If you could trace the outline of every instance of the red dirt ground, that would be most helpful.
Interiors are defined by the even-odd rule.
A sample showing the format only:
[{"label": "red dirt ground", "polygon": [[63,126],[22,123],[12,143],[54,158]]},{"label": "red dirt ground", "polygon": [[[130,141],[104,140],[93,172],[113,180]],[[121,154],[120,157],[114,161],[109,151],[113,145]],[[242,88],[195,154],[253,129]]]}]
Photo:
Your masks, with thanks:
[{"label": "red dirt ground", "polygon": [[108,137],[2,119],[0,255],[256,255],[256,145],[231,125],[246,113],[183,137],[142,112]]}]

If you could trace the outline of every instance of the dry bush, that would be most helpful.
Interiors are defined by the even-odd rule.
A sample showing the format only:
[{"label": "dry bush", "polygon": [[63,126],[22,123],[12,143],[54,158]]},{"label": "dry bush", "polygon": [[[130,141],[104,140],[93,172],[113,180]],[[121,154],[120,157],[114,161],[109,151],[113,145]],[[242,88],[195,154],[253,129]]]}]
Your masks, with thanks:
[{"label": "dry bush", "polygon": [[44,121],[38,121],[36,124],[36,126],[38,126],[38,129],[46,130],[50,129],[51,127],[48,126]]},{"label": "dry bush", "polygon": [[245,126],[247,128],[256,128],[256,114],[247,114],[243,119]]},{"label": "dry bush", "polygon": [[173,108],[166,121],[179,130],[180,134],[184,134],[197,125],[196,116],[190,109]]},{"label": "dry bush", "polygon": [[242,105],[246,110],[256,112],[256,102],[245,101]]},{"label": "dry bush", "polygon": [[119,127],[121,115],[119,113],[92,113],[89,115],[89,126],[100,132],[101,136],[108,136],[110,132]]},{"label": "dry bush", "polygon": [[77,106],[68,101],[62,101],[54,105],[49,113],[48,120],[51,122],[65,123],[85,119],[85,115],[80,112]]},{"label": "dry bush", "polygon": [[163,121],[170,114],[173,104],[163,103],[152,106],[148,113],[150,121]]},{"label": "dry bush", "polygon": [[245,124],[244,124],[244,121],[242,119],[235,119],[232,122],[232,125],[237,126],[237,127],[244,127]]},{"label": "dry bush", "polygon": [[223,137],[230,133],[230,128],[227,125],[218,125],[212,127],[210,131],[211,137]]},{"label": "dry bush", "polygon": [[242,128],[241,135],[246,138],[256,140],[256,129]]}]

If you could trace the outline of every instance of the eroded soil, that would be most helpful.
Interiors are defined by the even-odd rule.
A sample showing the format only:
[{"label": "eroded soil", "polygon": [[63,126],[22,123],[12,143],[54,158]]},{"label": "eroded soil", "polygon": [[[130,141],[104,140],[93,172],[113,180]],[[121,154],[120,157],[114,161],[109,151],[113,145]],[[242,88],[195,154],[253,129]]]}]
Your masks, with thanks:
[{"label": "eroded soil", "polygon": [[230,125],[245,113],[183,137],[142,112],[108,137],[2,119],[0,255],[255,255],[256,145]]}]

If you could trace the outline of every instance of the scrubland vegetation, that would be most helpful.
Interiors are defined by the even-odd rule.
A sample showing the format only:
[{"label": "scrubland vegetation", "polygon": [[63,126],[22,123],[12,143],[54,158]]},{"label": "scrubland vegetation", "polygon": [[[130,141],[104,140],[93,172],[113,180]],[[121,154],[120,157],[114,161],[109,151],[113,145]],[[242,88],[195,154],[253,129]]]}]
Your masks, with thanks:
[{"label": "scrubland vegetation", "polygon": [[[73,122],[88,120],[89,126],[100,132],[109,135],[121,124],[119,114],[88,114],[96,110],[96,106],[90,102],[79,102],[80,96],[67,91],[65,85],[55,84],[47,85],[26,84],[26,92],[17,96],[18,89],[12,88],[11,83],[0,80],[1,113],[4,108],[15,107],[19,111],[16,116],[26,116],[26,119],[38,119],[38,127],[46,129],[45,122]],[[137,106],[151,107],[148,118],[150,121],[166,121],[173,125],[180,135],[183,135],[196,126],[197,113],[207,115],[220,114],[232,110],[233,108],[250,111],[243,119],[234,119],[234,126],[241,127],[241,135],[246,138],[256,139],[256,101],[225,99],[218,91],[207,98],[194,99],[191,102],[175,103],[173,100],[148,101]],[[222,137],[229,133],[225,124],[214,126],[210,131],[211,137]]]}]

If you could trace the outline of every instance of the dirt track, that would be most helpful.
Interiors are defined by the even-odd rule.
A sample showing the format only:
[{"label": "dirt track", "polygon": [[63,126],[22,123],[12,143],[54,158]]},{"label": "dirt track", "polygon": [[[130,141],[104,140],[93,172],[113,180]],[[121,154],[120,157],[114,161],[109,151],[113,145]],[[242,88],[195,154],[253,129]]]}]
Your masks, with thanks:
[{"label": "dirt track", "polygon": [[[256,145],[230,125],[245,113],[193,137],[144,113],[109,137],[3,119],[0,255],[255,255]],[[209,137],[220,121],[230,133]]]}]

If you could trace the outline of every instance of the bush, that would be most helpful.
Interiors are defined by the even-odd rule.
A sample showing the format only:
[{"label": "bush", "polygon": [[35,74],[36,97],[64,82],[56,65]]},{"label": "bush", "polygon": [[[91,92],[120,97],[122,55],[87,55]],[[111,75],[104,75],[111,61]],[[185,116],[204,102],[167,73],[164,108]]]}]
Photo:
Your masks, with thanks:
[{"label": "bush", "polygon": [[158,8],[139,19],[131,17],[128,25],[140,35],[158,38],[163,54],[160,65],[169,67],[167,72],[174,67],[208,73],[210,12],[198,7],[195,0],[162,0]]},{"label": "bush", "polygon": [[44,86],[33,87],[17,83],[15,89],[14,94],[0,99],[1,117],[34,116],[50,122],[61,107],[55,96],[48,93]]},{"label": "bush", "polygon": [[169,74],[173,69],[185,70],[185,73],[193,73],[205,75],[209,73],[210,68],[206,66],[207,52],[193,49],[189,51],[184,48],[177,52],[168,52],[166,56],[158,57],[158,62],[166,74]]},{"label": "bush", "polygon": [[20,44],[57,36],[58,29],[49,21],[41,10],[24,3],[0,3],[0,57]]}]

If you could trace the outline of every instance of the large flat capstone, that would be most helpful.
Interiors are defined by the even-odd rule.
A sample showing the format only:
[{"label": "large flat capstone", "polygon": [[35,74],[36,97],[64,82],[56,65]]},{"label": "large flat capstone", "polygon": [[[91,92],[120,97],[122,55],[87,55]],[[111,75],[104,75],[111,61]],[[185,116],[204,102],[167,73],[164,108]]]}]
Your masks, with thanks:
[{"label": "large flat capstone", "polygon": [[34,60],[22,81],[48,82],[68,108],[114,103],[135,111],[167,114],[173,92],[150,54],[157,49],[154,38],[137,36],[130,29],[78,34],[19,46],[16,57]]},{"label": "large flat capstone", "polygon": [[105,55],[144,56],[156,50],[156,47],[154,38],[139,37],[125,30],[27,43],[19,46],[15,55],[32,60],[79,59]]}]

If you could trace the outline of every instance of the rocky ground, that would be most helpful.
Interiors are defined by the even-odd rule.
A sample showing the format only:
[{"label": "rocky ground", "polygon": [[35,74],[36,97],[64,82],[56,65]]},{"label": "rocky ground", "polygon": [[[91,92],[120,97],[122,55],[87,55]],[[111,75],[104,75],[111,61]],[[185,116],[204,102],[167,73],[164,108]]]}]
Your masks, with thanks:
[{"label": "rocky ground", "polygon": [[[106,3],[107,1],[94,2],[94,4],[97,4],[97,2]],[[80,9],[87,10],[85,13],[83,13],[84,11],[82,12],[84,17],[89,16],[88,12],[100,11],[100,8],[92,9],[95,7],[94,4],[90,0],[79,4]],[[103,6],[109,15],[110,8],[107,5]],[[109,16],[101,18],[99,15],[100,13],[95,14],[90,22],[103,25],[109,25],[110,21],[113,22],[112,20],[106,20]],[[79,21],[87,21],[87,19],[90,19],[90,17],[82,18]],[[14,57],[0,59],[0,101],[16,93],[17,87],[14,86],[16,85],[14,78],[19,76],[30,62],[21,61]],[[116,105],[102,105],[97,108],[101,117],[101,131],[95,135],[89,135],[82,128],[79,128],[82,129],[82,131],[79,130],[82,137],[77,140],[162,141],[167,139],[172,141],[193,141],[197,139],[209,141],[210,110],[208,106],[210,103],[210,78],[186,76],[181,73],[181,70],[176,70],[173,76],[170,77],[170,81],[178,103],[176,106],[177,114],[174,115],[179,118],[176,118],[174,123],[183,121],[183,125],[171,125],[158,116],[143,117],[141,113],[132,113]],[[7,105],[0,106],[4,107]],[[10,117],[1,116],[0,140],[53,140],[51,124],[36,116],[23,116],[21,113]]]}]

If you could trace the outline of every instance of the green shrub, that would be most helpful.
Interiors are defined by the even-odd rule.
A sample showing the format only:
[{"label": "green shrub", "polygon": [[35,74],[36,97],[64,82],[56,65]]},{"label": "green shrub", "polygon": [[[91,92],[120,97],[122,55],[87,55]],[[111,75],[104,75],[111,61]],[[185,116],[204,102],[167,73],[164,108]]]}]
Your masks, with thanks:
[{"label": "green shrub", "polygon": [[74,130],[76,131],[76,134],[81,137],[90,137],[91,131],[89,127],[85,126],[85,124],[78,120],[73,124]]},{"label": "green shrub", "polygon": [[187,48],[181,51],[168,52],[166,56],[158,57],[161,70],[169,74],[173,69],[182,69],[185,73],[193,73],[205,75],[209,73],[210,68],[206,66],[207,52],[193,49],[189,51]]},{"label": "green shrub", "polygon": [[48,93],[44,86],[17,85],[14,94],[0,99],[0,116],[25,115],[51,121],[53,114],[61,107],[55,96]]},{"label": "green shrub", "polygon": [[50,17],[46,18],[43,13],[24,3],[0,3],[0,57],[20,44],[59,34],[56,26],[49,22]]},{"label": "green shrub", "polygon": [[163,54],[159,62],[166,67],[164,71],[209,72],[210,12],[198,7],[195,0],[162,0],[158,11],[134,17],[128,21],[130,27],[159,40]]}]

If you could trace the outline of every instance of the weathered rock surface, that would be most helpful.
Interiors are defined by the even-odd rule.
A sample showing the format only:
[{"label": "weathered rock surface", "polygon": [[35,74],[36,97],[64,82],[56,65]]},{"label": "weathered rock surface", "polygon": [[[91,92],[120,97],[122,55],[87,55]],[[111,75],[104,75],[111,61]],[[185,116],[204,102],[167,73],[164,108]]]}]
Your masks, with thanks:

########################################

**Requirement**
Rename "weathered rock surface" to "exposed bedrock" in the material, from the line containing "surface, that would be most helpful." through the end, and give back only those lines with everything else unchanged.

**Result of this task**
If you could trace the outline of every instance of the exposed bedrock, that would be most helpful.
Interiors are defined by the even-odd rule.
A sample showing the format only:
[{"label": "exposed bedrock", "polygon": [[35,74],[36,97],[64,82],[56,65]]},{"label": "exposed bedrock", "polygon": [[[91,92],[120,97],[122,55],[87,55]],[[111,75],[104,75],[111,61]],[[185,116],[204,102],[167,73],[164,108]]]}]
Your masks, with thanks:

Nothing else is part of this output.